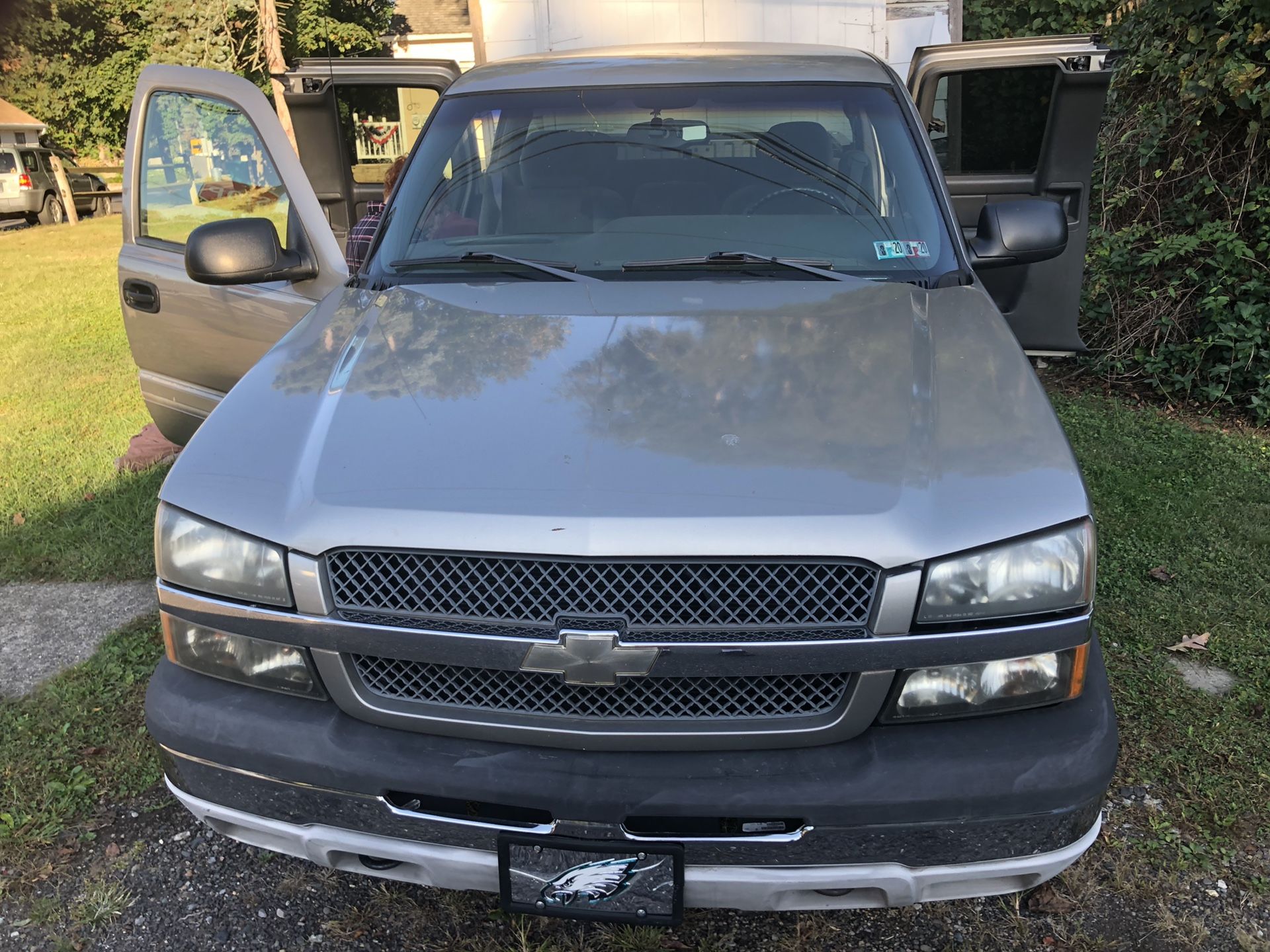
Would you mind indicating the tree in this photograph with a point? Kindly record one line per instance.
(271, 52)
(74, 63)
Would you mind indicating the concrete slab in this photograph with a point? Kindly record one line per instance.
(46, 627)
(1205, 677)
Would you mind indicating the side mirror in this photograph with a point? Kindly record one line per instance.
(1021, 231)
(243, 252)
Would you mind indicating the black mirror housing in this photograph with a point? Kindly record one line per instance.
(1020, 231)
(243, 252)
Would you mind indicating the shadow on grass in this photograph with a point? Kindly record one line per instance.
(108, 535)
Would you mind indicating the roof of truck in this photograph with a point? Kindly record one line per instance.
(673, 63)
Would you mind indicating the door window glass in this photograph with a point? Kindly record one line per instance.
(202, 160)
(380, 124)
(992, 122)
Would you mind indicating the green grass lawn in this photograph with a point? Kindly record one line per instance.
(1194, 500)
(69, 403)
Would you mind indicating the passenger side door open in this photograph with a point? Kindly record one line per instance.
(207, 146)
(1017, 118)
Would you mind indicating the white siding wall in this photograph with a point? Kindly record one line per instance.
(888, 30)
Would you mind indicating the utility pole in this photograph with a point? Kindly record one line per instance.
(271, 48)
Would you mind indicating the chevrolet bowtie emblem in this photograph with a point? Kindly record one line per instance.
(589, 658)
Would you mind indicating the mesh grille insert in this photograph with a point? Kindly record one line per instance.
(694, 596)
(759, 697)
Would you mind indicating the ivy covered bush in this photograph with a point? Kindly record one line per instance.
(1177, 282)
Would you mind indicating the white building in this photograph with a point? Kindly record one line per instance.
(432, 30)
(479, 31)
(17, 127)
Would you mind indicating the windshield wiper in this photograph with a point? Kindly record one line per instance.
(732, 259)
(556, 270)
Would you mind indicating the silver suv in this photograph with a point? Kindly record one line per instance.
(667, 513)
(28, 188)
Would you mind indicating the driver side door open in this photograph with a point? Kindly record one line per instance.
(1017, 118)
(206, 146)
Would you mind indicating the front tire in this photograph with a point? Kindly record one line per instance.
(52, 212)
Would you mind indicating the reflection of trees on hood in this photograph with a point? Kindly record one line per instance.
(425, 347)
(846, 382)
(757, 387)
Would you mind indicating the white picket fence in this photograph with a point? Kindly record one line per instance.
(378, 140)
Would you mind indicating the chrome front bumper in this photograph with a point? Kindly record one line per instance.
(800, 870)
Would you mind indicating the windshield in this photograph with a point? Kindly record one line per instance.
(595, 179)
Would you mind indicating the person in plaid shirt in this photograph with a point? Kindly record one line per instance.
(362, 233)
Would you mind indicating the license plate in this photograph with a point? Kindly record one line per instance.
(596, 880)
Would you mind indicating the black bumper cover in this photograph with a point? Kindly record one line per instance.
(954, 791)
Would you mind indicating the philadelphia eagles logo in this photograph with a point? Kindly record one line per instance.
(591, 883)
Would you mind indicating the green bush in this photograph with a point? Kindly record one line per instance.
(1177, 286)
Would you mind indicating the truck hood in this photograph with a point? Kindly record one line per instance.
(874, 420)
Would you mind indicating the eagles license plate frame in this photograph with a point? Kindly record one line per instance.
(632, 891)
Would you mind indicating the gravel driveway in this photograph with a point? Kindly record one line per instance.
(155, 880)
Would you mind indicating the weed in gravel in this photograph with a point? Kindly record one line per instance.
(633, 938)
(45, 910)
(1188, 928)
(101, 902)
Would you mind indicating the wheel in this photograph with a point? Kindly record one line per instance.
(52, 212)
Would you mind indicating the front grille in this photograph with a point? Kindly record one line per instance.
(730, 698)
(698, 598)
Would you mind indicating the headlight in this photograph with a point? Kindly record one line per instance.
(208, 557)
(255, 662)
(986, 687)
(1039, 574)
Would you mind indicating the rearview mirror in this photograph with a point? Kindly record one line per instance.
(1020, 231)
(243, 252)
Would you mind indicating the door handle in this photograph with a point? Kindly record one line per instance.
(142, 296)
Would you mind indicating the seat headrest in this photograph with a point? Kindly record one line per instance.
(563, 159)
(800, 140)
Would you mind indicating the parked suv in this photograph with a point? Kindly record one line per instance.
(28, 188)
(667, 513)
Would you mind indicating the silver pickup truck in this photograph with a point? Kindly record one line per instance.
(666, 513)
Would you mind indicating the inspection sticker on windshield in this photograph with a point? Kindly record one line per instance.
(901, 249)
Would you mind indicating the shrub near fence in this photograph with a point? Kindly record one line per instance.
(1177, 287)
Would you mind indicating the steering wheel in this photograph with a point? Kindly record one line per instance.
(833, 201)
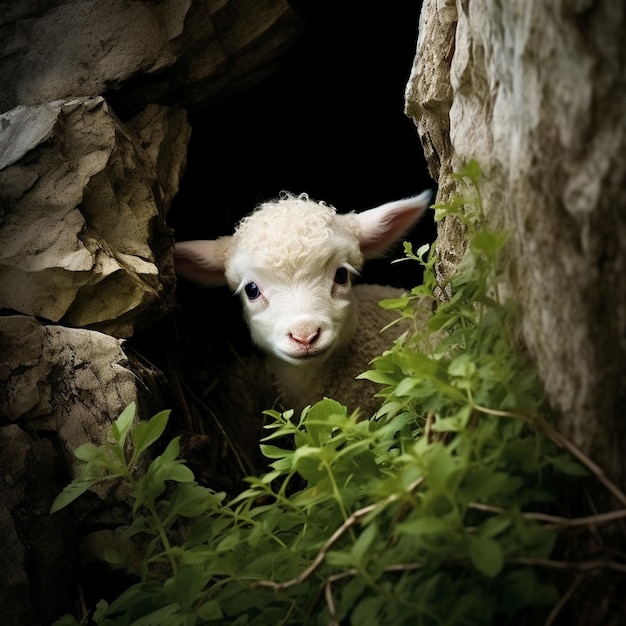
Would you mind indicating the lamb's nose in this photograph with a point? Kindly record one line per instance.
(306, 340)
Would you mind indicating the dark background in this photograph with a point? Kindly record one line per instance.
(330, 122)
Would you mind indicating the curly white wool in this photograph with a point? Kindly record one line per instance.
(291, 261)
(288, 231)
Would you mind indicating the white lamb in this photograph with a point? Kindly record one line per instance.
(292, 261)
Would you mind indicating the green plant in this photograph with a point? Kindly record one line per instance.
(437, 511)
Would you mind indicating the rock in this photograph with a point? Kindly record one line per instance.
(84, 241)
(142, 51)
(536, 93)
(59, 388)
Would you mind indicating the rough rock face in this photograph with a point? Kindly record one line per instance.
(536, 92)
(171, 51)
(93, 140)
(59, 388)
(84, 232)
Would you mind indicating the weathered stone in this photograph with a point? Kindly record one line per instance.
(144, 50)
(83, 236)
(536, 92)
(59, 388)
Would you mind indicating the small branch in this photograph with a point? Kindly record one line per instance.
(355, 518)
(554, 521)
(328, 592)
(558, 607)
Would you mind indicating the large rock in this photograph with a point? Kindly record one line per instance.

---

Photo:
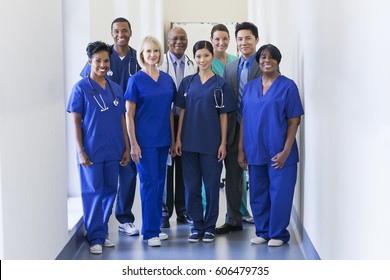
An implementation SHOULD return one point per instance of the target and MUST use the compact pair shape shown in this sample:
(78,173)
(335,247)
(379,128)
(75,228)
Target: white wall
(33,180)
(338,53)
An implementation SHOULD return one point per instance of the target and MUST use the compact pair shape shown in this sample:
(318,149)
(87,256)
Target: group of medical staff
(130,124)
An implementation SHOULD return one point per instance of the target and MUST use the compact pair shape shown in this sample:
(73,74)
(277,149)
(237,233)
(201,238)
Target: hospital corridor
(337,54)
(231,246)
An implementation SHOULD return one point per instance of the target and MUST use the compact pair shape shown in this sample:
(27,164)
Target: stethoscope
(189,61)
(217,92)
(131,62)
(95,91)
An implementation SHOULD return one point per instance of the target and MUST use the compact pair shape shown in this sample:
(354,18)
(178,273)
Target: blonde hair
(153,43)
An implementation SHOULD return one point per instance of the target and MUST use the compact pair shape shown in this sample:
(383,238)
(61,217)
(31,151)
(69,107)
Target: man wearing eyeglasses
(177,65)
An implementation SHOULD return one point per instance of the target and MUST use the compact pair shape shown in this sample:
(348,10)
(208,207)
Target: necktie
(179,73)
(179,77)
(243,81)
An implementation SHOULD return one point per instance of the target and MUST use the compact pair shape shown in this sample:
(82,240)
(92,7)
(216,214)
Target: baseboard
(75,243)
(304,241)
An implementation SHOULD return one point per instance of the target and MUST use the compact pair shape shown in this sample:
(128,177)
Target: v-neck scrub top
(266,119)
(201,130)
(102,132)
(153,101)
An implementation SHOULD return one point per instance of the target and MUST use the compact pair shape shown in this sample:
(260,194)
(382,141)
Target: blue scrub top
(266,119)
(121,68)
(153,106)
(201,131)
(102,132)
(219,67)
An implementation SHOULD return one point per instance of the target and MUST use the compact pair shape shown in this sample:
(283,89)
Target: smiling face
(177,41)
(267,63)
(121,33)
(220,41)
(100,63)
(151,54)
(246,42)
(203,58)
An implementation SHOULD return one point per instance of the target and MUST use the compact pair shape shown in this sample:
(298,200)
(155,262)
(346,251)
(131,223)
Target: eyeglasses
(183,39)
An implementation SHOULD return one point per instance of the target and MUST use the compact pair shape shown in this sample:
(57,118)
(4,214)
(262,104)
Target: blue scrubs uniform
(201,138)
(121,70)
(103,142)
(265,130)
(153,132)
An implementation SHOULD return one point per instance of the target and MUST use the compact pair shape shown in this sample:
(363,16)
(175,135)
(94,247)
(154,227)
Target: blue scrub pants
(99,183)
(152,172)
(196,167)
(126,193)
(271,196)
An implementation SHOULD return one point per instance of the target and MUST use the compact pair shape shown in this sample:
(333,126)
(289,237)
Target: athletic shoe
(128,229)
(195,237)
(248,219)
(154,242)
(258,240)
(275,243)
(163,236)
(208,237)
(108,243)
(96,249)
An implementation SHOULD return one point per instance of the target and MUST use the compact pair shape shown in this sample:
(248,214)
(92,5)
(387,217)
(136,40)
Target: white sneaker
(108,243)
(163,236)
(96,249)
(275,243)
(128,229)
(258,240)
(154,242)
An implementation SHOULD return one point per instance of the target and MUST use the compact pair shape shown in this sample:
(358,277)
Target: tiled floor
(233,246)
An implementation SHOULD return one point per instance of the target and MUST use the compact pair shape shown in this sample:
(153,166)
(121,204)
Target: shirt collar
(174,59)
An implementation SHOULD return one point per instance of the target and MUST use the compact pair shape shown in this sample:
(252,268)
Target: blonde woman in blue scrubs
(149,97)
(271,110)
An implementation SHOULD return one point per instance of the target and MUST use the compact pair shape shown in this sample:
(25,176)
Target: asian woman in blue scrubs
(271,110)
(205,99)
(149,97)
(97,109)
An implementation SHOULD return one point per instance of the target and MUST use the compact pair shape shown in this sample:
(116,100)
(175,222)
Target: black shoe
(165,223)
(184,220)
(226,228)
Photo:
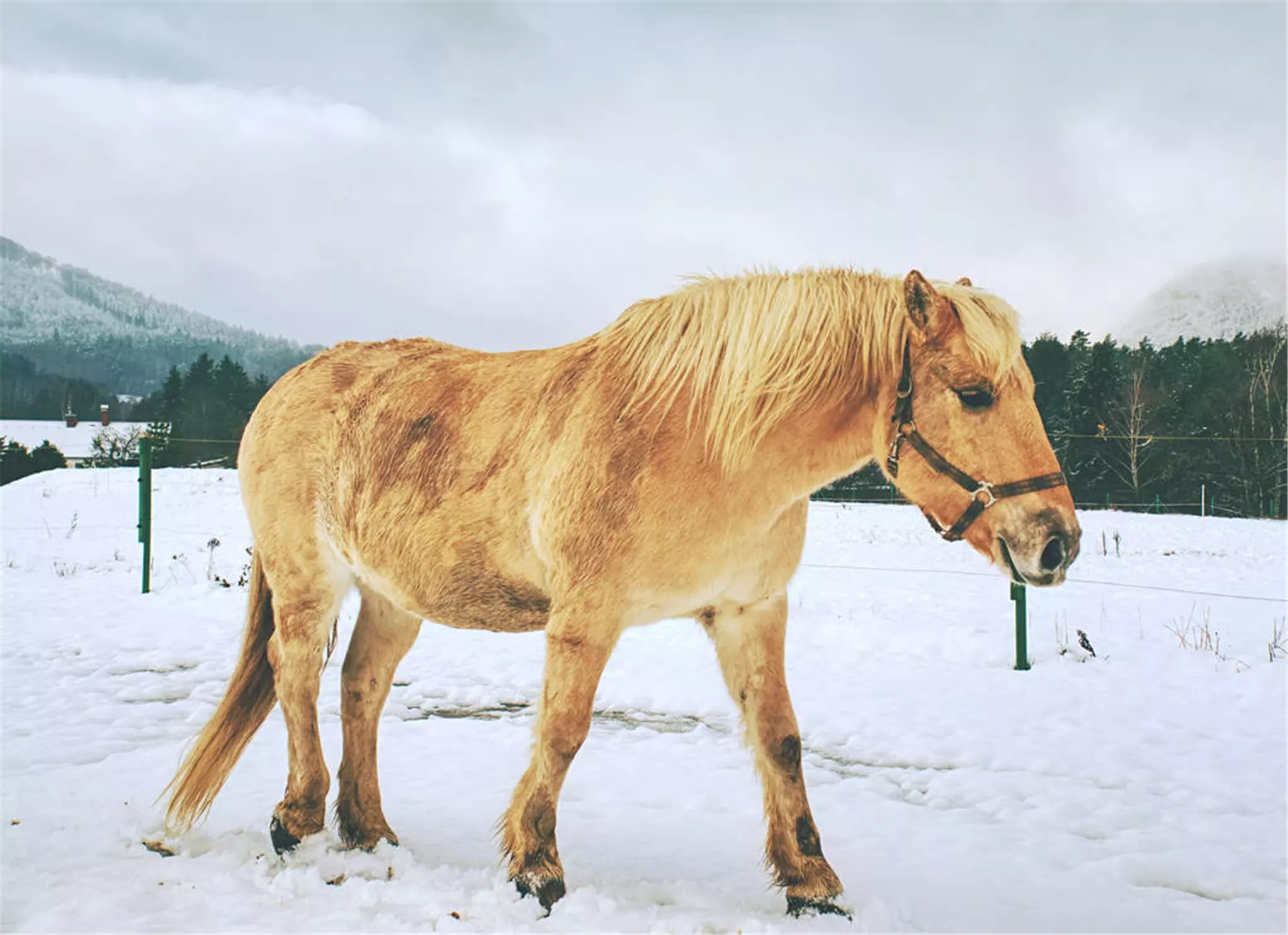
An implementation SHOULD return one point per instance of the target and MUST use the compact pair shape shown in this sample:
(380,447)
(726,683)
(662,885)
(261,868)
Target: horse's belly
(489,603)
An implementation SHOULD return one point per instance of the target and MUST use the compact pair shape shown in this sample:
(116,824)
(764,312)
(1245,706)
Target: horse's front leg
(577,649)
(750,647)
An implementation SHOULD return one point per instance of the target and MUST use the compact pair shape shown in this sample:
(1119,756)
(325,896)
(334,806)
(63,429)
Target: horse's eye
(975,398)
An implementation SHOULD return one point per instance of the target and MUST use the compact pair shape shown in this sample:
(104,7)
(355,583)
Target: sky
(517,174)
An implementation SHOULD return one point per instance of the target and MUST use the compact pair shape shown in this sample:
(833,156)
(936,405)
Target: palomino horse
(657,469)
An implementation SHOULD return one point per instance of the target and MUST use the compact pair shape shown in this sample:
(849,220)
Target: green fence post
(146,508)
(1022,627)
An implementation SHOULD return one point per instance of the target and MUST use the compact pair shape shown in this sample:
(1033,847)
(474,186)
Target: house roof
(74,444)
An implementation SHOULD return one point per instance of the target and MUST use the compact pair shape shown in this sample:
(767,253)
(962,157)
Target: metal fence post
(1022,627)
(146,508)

==

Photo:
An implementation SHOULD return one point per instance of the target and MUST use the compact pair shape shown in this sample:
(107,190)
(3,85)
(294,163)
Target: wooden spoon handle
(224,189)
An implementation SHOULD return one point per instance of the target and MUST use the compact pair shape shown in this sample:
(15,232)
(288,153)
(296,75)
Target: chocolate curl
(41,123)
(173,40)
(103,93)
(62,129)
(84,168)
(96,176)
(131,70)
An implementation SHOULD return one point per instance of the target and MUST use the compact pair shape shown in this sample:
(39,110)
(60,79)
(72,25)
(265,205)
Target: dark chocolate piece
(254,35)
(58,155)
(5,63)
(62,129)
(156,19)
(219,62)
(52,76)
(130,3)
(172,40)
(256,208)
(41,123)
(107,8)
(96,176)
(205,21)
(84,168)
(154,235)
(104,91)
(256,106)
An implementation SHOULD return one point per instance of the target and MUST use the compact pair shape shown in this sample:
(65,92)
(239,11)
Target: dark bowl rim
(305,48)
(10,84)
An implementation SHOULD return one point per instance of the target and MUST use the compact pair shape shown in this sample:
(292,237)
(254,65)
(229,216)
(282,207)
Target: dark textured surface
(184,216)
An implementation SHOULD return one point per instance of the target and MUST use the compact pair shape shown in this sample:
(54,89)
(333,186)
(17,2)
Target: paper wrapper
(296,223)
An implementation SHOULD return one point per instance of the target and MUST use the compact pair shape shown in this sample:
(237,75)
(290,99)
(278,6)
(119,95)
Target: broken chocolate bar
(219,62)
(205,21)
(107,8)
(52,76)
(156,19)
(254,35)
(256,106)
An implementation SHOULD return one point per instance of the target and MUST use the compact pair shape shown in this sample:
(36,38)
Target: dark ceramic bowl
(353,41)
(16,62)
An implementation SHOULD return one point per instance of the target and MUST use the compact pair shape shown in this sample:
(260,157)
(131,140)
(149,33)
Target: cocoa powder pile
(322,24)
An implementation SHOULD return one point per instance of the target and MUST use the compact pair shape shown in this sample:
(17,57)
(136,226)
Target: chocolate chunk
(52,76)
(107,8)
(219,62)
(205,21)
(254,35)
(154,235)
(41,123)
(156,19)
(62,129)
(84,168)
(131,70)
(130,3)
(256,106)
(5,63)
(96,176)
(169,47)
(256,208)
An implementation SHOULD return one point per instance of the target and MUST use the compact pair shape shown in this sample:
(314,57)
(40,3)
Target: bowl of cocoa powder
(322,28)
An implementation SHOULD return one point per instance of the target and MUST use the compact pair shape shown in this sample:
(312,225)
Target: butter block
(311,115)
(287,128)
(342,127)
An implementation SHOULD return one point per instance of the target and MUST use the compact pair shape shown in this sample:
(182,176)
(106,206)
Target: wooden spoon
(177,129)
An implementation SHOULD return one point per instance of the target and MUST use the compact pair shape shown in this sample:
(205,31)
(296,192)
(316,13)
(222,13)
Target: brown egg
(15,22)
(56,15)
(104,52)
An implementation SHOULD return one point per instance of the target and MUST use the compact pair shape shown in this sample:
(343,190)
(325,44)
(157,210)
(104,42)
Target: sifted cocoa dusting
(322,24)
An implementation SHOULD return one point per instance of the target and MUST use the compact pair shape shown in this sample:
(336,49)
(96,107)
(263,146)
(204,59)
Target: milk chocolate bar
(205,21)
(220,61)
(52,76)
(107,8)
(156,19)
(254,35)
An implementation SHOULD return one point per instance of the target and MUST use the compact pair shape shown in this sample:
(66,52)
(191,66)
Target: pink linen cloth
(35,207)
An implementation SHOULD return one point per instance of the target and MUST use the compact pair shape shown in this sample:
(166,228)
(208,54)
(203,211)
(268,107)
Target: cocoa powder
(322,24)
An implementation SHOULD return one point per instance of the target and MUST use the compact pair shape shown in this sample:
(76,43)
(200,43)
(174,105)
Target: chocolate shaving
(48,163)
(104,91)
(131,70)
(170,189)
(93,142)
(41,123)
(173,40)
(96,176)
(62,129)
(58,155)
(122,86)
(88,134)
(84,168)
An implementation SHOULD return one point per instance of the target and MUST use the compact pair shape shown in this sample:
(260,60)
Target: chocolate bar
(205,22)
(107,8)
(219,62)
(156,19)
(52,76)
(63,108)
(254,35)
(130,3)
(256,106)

* [EXERCISE DETAILS] Lay out as a numbered list the lines above from the line with "Would you mind indicating the rock" to the line with "Would you mind indicating the large", both included. Skip any blank lines.

* [WRITTEN ANSWER]
1. Would you mind indicating the rock in this photograph with a point? Kindly record one line per instance.
2. (84, 241)
3. (142, 51)
4. (536, 93)
5. (59, 388)
6. Would you mind indicating the rough rock face in this photograph with a point? Kindly record one line per instance.
7. (536, 92)
8. (171, 51)
9. (93, 140)
10. (59, 388)
11. (84, 232)
12. Would you mind indicating the weathered stone in this photograph with a point? Kindly record one line per instance.
13. (144, 50)
14. (83, 236)
15. (536, 92)
16. (59, 388)
17. Would you mind indicating the small branch in this photograph with a point? Kindly record one line per instance.
18. (355, 518)
19. (554, 521)
20. (328, 592)
21. (558, 607)
22. Would you mind indicating the large rock in this photograph with a point? Kindly record one line per instance.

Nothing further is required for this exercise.